Print each of the following items again word for word, keeping every line as it is.

## Begin

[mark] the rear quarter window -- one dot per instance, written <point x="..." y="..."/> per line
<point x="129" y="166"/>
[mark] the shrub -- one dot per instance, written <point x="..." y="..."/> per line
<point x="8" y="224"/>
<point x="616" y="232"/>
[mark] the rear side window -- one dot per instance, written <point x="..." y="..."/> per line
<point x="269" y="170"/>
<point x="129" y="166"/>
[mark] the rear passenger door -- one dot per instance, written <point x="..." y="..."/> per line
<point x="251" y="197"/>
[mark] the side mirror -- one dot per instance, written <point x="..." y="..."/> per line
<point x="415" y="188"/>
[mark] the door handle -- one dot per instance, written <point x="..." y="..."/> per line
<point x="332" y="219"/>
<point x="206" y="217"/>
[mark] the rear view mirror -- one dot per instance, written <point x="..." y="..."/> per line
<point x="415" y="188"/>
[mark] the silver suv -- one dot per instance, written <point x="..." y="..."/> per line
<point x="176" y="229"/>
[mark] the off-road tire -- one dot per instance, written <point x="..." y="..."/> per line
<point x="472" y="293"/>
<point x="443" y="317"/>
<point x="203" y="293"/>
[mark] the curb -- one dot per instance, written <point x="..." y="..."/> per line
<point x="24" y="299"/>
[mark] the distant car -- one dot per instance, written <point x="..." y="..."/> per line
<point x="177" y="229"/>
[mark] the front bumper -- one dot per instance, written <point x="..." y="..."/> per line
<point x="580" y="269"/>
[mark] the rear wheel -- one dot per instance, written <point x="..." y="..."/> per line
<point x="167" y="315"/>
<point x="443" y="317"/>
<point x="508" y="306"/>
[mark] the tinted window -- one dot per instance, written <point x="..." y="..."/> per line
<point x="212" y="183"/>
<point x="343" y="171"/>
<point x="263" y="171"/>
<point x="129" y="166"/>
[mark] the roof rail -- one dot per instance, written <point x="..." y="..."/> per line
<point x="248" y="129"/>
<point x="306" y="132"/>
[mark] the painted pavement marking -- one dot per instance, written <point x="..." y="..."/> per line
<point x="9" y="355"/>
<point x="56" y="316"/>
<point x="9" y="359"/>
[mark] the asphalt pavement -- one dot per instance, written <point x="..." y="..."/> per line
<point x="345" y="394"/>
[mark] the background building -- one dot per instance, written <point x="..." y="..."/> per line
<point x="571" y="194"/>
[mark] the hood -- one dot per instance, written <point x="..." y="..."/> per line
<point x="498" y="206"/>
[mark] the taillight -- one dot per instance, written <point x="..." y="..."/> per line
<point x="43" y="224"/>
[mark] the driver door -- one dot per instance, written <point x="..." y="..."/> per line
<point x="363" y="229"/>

## End

- Response to the task:
[mark] the rear quarter window -- one dot per instance, written <point x="..." y="..."/> per line
<point x="129" y="166"/>
[mark] the shrub -- one dot per instance, written <point x="..." y="..."/> per line
<point x="8" y="224"/>
<point x="616" y="232"/>
[mark] the rear side window -- one dot per instance, written <point x="..." y="..."/> per line
<point x="269" y="170"/>
<point x="129" y="166"/>
[mark] the rear passenger door -- one dot per instance, written <point x="..." y="..."/> per line
<point x="251" y="197"/>
[mark] the side mirror -- one dot per instance, written <point x="..." y="..."/> per line
<point x="415" y="188"/>
[mark] the door handle -- one dot per instance, written <point x="..." y="..."/> per line
<point x="332" y="219"/>
<point x="206" y="217"/>
[mark] the rear view mirror -- one dot per instance, written <point x="..." y="..."/> per line
<point x="415" y="188"/>
[mark] the silver suv -- one dot per instance, written <point x="..." y="..."/> per line
<point x="176" y="229"/>
[mark] the off-road tire -- one dot per instance, written <point x="..." y="..."/> per line
<point x="472" y="293"/>
<point x="443" y="317"/>
<point x="203" y="293"/>
[mark] the curb -- one dot per instance, written <point x="..." y="..."/> per line
<point x="24" y="299"/>
[mark] the distant car -- one dot per instance, written <point x="..." y="..."/> per line
<point x="177" y="229"/>
[mark] the front bumper -- one dot per instance, written <point x="..." y="..."/> per line
<point x="580" y="269"/>
[mark] the rear wheel -- one dot per instance, written <point x="..." y="..."/> per line
<point x="167" y="315"/>
<point x="443" y="317"/>
<point x="508" y="306"/>
[mark] the tinted window -- one dot per instance, written <point x="..." y="..."/> per line
<point x="212" y="183"/>
<point x="343" y="171"/>
<point x="263" y="171"/>
<point x="129" y="166"/>
[mark] the roof rail -- one dot per instance, written <point x="..." y="..."/> per line
<point x="248" y="129"/>
<point x="306" y="132"/>
[mark] the painted pavement marking -- one dot per instance, written <point x="..." y="..."/> per line
<point x="9" y="355"/>
<point x="56" y="316"/>
<point x="9" y="359"/>
[mark] the asphalt pavement -- one dot per instance, written <point x="..." y="..."/> per line
<point x="345" y="394"/>
[mark] the background building -- one dot per instance, written <point x="..." y="..."/> per line
<point x="571" y="194"/>
[mark] the hood -- one dot per instance, written <point x="..." y="..."/> per line
<point x="498" y="206"/>
[mark] the taillight -- one dot per instance, written <point x="..." y="..."/> per line
<point x="43" y="224"/>
[mark] the driver door -- one dot per instance, written <point x="..." y="..."/> per line
<point x="363" y="229"/>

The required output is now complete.